------ SOURCE DATA
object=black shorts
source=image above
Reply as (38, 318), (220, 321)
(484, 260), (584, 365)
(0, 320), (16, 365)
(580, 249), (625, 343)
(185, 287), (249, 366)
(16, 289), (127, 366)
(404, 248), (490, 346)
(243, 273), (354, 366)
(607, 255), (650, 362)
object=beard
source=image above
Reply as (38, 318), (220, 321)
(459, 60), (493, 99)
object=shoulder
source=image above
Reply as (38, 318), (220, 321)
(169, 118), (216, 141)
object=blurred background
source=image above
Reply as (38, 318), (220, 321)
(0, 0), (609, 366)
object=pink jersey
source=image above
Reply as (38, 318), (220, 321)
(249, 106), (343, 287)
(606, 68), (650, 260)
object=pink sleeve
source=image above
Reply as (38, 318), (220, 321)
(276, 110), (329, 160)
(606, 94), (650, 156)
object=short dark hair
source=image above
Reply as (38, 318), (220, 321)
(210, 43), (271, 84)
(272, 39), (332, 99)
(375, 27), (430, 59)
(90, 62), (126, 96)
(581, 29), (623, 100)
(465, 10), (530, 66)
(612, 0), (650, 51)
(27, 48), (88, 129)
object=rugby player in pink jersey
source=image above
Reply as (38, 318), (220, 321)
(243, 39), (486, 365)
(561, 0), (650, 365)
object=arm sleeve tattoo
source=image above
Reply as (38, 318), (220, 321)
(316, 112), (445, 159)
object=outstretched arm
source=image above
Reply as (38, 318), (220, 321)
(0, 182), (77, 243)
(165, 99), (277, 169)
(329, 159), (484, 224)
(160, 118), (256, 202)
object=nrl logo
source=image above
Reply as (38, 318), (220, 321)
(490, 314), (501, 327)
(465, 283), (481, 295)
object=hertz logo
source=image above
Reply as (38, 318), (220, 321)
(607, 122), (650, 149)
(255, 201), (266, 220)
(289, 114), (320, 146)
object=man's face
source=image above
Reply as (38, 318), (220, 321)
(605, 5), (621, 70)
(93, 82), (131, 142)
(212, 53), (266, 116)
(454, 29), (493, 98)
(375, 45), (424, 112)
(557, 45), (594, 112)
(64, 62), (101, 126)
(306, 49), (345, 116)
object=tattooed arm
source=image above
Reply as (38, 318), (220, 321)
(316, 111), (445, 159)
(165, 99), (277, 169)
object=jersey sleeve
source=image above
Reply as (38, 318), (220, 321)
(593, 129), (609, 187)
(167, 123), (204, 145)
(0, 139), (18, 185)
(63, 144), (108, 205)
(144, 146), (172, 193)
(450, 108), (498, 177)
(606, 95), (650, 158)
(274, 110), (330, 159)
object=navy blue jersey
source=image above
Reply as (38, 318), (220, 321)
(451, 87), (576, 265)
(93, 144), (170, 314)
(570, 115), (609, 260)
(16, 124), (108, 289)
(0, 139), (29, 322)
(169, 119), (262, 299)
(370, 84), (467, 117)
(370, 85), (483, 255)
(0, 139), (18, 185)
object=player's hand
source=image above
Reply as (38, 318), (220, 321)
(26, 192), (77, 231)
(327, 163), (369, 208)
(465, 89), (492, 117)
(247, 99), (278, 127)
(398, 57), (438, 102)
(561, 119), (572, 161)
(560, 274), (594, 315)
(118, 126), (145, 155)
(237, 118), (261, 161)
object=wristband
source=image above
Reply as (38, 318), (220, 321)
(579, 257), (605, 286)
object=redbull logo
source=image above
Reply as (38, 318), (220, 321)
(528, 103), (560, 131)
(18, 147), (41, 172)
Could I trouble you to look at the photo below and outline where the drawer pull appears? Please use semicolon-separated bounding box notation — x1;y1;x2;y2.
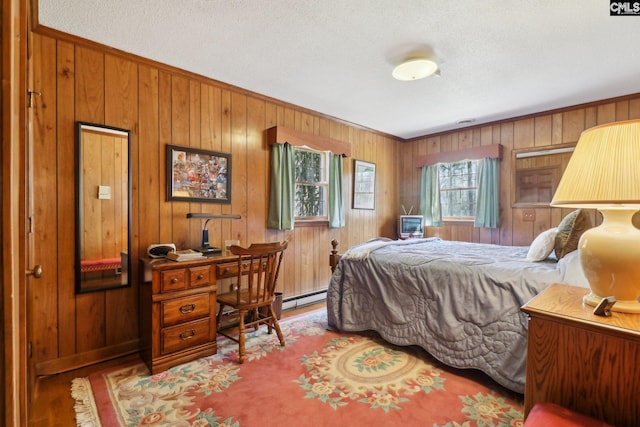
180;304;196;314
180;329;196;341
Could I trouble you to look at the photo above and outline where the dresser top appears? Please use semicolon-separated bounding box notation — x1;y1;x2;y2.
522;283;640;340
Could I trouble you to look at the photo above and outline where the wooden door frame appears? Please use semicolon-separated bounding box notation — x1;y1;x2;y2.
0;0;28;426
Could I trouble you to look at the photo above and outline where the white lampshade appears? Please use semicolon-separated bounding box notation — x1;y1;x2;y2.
------------
Scale the data from the line with "object=arm sleeve tattoo" up to and including the line with "(274, 110), (330, 159)". Write out each of those lines again, requests included and unchanged, but multiply every bounding-box coordinate in the answers by 1.2 and round to whole numbers, with halves rounded up.

[THE RESULT]
object=arm sleeve tattoo
source=image above
Reply as (38, 318), (220, 321)
(379, 134), (534, 191)
object=outstretched arm
source=image above
Reply as (38, 318), (220, 321)
(0, 218), (92, 292)
(198, 119), (332, 203)
(395, 191), (581, 269)
(192, 142), (307, 242)
object=nrl logo
source=image above
Reply as (38, 318), (220, 321)
(588, 377), (601, 392)
(558, 340), (577, 354)
object=hertz logo
source=image above
Reply as (38, 318), (220, 321)
(728, 146), (780, 179)
(306, 241), (319, 264)
(347, 137), (384, 175)
object=man's face
source=image above
Reply as (38, 318), (220, 321)
(726, 6), (745, 84)
(112, 98), (157, 170)
(254, 64), (319, 139)
(545, 35), (592, 118)
(450, 54), (509, 134)
(668, 54), (713, 134)
(77, 74), (121, 151)
(367, 59), (414, 139)
object=tattooed arm
source=image above
Reply as (38, 318), (220, 321)
(379, 133), (534, 191)
(198, 119), (332, 203)
object=jersey sleeve
source=image above
Reply as (38, 318), (220, 321)
(712, 155), (731, 224)
(200, 148), (245, 174)
(0, 167), (22, 222)
(76, 173), (130, 246)
(173, 175), (206, 232)
(540, 130), (598, 212)
(727, 114), (780, 190)
(329, 132), (396, 191)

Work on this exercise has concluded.